- _WRITTEN INSTRUCTION_: Please show every line of the records below that contains the word "faucet". Case counts.

- _THE INPUT_:
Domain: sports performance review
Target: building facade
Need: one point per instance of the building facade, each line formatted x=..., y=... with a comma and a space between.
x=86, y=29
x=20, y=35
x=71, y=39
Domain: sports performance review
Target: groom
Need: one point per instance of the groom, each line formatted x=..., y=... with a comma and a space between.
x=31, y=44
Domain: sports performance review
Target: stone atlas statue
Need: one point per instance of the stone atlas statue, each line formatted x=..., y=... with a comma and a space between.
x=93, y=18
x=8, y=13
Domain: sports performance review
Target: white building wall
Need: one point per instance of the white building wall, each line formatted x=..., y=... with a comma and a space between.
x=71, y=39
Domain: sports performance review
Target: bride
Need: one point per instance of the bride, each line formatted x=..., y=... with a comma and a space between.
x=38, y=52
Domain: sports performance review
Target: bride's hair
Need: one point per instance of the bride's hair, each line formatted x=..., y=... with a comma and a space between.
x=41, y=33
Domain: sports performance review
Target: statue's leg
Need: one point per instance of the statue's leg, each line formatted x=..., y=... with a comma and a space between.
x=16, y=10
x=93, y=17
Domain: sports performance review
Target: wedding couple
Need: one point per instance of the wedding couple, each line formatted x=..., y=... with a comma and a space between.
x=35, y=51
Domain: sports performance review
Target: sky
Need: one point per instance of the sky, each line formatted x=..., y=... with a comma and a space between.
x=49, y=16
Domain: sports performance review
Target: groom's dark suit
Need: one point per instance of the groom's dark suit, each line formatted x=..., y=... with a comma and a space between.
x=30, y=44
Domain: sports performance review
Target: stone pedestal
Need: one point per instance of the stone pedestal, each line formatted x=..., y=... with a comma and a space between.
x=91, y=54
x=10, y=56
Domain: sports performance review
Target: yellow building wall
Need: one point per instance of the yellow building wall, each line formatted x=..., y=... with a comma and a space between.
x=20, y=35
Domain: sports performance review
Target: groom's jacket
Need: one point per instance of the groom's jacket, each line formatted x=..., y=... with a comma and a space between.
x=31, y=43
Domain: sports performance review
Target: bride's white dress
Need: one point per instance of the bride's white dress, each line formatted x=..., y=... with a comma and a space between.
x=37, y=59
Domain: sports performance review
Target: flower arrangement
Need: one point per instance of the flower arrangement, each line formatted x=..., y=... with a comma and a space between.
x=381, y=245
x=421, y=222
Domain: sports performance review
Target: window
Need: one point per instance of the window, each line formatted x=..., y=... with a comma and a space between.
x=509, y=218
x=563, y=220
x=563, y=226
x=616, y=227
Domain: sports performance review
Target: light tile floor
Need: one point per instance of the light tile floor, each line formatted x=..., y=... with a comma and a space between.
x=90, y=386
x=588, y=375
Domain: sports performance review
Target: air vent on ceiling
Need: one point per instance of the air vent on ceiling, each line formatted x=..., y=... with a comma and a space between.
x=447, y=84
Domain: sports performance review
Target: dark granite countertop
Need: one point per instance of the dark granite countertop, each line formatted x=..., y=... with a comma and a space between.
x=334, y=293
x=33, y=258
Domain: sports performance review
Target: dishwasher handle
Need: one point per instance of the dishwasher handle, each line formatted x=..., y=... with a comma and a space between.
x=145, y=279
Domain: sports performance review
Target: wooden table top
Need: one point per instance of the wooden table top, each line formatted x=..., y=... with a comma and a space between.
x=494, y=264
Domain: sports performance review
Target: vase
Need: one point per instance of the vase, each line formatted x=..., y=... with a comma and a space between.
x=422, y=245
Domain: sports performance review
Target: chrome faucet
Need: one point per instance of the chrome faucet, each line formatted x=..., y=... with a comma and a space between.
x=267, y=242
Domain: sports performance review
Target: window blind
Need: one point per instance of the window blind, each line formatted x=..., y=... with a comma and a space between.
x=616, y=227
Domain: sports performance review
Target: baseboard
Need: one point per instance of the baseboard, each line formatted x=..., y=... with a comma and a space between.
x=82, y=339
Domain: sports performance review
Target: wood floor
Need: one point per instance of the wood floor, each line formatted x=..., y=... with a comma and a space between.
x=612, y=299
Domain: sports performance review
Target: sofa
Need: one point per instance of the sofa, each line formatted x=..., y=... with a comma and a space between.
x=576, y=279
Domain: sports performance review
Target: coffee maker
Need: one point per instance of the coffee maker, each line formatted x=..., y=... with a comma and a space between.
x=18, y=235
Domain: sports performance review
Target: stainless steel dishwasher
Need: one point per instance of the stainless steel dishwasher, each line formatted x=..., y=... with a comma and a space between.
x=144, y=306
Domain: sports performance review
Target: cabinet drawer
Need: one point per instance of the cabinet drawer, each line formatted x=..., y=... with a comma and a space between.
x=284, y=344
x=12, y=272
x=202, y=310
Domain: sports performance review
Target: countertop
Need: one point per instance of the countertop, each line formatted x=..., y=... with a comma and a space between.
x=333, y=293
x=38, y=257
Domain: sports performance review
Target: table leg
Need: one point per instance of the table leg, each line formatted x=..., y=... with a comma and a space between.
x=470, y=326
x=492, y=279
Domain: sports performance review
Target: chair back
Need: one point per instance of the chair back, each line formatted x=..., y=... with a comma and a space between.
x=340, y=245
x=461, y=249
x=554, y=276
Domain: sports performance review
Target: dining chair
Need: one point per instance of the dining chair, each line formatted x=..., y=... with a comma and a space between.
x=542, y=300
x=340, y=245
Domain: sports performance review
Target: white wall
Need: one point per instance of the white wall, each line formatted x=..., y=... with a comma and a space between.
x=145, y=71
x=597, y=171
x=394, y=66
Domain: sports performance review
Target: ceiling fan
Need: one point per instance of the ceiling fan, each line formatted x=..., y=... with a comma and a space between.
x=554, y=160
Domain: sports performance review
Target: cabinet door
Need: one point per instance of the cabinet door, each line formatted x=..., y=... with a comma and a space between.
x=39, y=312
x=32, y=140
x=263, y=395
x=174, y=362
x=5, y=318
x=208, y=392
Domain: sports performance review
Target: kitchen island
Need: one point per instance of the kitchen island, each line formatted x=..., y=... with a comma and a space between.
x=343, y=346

- _ANSWER TO THE PROBLEM_:
Target: chrome faucet
Need: one point per instance of the chrome faucet, each line formatted x=..., y=... with a comma and a space between.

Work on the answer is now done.